◆ **SET PROBLEM 1**
From the post on finite groups whose irreducible representations are all characters, return the passage from "Is this a known" to "triangular invertible matrices)." word for word.

# Which finite groups have no irreducible representations other than characters?

A classical result states that all the irreducible representations of a finite group over $\mathbb{C}$ are characters if and only if $G$ is abelian. I would like to know what happens if we consider a field different from $\mathbb{C}$. Clearly as long as the field is algebraically closed and its characteristic does not divide $|G|$ the same conclusion holds.

Furthermore, I have proved the following claim:

Let $G$ be a finite group, and let $F$ be a field of characteristic not dividing $|G|$. Then all the irreducible representations of $G$ over $F$ are $1$-dimensional if and only if $G$ is an abelian group and $F$ has a primitive root of unity of order $\mathrm{exp}(G)$.

Is this a known result? Is there a reference to it?

However, I am not sure what happens if the characteristic of $F$ divides $|G|$. For example, $S_3$ is a nonabelian group with all irreducible representations over $\mathbb{F}_3$ $1$-dimensional.

One verifies that all the irreducible representations are characters if and only if the image of $G$ in $\mathrm{GL}_{|G|}(F)$ under the representation coming from the action of $G$ on itself can be simultaneously triangulated. This implies that again $F$ must have a primitive root of certain orders, and that $G$ must be solvable to say the least (it is embedded in the subgroup of upper triangular invertible matrices).

In spite of that, I do not have a converse.

Is there a characterization (similar to those given above) of the cases in which a finite group has only 1-dimensional irreducible representations over a field $F$ of characteristic dividing $|G|$.

Hasn't this question been addressed before?

Both references and proofs are very much appreciated.

◆ **EXERCISE MATERIALS**
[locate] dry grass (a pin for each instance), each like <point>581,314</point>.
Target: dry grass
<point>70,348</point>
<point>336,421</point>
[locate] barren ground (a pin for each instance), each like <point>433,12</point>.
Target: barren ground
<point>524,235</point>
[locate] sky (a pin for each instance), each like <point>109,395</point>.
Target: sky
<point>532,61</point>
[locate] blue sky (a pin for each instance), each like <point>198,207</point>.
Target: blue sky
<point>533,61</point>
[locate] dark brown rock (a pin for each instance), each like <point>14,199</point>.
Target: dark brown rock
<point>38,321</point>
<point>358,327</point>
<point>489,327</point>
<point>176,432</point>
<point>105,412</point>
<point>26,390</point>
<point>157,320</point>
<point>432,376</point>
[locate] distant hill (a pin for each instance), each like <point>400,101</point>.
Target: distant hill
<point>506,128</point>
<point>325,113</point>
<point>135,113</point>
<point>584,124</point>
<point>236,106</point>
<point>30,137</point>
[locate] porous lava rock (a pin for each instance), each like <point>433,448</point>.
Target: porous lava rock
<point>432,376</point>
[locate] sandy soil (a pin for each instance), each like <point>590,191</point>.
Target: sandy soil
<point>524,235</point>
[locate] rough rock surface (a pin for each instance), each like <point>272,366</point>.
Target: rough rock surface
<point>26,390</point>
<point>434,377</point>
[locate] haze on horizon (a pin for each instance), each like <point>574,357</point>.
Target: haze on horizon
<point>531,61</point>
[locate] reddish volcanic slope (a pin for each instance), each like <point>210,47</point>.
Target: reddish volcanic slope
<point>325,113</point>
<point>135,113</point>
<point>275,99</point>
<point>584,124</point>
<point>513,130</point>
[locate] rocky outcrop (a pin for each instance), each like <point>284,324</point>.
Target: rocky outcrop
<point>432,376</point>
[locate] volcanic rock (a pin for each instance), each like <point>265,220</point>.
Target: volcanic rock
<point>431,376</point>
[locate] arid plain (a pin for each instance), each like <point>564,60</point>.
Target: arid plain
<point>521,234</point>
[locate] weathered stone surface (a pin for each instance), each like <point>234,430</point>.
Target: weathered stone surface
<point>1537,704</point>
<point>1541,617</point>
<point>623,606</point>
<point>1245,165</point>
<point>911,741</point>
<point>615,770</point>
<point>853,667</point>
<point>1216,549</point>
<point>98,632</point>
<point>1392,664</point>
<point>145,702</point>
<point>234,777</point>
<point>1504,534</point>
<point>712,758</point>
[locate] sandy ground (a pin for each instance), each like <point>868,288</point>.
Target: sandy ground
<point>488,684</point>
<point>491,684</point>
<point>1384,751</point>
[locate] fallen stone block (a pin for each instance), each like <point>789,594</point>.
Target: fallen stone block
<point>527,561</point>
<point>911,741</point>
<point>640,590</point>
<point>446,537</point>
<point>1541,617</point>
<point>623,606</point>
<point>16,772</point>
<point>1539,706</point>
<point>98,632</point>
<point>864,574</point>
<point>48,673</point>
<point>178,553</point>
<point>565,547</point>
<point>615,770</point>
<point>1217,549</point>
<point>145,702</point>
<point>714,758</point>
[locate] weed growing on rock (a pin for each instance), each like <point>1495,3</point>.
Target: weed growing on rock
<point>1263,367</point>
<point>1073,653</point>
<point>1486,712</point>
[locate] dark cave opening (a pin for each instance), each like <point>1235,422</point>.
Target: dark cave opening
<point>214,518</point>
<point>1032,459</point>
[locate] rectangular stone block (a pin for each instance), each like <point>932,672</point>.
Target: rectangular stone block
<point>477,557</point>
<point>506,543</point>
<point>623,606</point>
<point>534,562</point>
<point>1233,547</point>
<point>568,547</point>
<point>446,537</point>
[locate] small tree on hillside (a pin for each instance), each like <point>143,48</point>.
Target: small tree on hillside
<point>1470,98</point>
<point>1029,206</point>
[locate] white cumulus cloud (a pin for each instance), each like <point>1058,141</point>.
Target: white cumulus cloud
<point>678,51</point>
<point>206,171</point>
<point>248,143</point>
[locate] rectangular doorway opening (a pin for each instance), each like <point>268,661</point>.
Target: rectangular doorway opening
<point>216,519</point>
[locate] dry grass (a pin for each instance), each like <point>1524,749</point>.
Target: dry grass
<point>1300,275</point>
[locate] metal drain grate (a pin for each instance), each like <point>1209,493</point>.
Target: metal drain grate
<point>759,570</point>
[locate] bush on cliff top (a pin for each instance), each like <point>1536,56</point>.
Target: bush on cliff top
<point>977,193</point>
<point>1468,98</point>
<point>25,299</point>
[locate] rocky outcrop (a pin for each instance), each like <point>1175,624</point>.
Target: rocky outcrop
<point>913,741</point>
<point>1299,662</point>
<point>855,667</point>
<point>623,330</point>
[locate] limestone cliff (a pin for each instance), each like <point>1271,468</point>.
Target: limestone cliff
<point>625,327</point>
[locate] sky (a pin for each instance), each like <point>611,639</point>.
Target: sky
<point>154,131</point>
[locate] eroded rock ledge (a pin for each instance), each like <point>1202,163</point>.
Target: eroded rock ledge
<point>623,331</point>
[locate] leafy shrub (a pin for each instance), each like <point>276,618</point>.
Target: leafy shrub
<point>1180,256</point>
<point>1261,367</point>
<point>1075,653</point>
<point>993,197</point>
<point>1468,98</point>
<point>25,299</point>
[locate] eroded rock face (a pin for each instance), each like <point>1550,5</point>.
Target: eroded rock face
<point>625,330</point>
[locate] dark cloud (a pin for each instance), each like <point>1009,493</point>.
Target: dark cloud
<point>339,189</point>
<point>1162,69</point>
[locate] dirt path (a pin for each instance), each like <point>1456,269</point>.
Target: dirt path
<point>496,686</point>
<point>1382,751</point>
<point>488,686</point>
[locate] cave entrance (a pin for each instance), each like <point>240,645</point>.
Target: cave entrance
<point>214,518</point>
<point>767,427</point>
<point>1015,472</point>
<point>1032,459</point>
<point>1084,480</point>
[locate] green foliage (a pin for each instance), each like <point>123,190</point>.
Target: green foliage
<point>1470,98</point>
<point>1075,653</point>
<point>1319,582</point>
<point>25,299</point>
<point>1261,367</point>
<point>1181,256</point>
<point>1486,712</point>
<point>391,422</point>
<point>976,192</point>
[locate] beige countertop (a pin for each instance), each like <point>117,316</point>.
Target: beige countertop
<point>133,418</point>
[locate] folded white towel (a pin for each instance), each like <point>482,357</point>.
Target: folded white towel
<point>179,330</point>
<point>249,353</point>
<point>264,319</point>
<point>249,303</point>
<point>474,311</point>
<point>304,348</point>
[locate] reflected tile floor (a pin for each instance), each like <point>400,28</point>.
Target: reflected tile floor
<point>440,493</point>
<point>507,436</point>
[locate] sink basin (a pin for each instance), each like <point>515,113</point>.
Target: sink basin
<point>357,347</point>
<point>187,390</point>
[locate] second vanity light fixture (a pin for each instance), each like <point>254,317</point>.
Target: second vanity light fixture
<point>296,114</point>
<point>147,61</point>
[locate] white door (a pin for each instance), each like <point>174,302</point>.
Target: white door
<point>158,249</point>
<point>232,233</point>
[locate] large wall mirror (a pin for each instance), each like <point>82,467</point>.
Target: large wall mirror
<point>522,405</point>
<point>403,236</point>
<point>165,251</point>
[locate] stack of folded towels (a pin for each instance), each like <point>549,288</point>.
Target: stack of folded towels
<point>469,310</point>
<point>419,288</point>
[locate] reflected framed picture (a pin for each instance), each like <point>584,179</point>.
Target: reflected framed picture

◆ **SET PROBLEM 2**
Rewrite the rows from the line with "[locate] barren ground" to the line with "<point>533,61</point>", requests included, raising every number in the answer point coordinates by 105. Leave the numbers in the requests and their format samples unchanged, and give only those lines.

◆ **FINAL ANSWER 1**
Is this a known result? Is there a reference to it?

However, I am not sure what happens if the characteristic of $F$ divides $|G|$. For example, $S_3$ is a nonabelian group with all irreducible representations over $\mathbb{F}_3$ $1$-dimensional.

One verifies that all the irreducible representations are characters if and only if the image of $G$ in $\mathrm{GL}_{|G|}(F)$ under the representation coming from the action of $G$ on itself can be simultaneously triangulated. This implies that again $F$ must have a primitive root of certain orders, and that $G$ must be solvable to say the least (it is embedded in the subgroup of upper triangular invertible matrices).

◆ **FINAL ANSWER 2**
[locate] barren ground (a pin for each instance), each like <point>433,12</point>.
Target: barren ground
<point>629,340</point>
[locate] sky (a pin for each instance), each like <point>109,395</point>.
Target: sky
<point>637,166</point>
[locate] blue sky (a pin for each instance), each like <point>198,207</point>.
Target: blue sky
<point>638,166</point>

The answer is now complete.